→ **What to produce**
Copy out the stretch of rows below from the line containing "else: point(115, 192)." through the last line of the rows, reproducing each line unchanged.

[Collection entries]
══════════════════════════════

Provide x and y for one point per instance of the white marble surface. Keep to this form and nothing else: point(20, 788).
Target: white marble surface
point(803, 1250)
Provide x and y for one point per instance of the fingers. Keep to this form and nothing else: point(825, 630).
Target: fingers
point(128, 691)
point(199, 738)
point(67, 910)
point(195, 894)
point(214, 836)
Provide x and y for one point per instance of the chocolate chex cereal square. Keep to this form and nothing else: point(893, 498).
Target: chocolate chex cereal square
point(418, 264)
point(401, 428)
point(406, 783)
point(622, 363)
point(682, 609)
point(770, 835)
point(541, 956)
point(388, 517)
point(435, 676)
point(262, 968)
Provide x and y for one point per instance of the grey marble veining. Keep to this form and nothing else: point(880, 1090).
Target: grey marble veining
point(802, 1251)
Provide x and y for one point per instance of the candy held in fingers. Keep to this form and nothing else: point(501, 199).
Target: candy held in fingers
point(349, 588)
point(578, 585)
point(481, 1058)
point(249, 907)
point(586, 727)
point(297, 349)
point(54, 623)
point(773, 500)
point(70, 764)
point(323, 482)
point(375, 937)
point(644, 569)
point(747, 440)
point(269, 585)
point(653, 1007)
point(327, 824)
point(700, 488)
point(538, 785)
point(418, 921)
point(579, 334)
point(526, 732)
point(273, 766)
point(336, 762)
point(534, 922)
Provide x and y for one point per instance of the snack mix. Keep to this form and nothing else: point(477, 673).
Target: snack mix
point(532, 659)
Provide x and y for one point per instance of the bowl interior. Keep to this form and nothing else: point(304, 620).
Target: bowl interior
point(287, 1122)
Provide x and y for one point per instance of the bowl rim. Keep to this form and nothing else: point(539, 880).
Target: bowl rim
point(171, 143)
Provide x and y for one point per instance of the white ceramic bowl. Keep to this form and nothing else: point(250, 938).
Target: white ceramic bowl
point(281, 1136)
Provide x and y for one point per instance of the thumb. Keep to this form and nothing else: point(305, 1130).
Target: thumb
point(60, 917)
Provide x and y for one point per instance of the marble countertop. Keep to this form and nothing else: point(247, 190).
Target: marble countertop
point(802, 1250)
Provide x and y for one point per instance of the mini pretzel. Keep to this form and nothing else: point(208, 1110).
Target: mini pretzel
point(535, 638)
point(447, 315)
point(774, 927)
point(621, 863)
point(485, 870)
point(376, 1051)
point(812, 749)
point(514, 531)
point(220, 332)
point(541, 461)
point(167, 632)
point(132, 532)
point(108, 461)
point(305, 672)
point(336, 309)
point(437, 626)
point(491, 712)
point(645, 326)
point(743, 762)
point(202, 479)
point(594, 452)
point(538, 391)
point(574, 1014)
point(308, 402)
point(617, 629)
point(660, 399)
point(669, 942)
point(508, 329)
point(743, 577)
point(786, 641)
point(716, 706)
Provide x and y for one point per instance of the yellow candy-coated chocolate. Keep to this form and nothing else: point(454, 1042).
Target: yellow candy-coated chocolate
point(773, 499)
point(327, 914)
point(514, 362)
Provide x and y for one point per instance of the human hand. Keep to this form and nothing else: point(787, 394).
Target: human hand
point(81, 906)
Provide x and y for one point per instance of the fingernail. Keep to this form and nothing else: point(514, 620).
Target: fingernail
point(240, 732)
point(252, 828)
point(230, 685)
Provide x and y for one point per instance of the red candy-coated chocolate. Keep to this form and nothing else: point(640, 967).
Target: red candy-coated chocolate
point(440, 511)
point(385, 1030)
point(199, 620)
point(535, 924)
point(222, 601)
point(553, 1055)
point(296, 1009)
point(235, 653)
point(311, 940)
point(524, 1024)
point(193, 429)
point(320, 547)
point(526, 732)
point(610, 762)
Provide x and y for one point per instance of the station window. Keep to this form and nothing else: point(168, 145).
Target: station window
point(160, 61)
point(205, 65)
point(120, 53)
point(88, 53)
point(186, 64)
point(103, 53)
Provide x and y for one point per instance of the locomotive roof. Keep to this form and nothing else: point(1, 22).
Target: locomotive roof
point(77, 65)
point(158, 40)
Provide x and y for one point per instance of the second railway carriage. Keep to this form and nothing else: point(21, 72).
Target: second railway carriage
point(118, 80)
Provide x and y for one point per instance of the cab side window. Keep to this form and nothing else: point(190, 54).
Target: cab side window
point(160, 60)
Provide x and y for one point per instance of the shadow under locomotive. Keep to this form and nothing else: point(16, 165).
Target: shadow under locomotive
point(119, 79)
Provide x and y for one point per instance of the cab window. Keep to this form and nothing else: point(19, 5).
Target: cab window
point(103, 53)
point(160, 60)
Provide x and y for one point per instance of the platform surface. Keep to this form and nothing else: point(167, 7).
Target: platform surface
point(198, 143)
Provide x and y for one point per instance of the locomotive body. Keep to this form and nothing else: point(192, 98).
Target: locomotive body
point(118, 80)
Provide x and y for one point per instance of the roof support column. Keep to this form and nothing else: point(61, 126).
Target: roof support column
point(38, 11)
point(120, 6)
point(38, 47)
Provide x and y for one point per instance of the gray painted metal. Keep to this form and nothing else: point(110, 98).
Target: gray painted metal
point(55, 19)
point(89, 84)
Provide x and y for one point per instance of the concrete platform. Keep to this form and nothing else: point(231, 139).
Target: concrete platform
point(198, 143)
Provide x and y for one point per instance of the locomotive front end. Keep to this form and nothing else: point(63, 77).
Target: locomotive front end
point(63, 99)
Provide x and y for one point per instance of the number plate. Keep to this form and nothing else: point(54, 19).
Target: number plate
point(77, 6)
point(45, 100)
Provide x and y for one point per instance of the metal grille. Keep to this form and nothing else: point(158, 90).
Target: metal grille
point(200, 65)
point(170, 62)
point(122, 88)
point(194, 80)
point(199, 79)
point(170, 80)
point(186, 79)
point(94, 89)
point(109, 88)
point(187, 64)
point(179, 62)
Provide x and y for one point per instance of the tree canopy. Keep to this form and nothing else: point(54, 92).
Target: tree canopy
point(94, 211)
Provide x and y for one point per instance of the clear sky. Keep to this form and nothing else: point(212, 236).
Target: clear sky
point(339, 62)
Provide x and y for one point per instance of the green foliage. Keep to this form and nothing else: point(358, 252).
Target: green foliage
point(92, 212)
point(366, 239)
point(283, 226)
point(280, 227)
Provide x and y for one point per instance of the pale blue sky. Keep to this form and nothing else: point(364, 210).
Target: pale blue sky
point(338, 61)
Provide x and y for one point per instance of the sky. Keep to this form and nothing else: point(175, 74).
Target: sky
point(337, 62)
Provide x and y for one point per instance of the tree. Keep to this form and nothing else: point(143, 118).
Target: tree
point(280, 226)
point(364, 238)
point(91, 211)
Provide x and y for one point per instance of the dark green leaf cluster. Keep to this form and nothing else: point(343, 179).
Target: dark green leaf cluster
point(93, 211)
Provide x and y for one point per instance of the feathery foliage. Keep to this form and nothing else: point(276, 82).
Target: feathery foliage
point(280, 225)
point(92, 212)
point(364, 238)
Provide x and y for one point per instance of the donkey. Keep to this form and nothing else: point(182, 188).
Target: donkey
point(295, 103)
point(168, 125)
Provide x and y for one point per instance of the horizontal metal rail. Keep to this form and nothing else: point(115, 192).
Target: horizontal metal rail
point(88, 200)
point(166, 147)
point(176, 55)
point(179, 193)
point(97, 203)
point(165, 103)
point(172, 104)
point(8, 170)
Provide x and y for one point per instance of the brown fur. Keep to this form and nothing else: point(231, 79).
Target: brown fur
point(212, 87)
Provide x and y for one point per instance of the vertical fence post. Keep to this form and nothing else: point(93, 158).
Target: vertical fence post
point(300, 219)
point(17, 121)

══════════════════════════════

→ **Exercise result**
Provide x and y for one point per instance of the horizontal metal rail. Keep to this form and nothing else: point(115, 192).
Target: horizontal metal rail
point(88, 200)
point(166, 147)
point(176, 55)
point(179, 193)
point(97, 203)
point(165, 103)
point(172, 104)
point(8, 170)
Provide x and y for one point per instance of the brown fur. Keep to this form and nothing else: point(231, 79).
Target: brown fur
point(212, 87)
Provide x and y for one point per instance of the vertical fence post. Keep to this form and nothing else: point(93, 158).
Target: vertical fence post
point(300, 219)
point(17, 121)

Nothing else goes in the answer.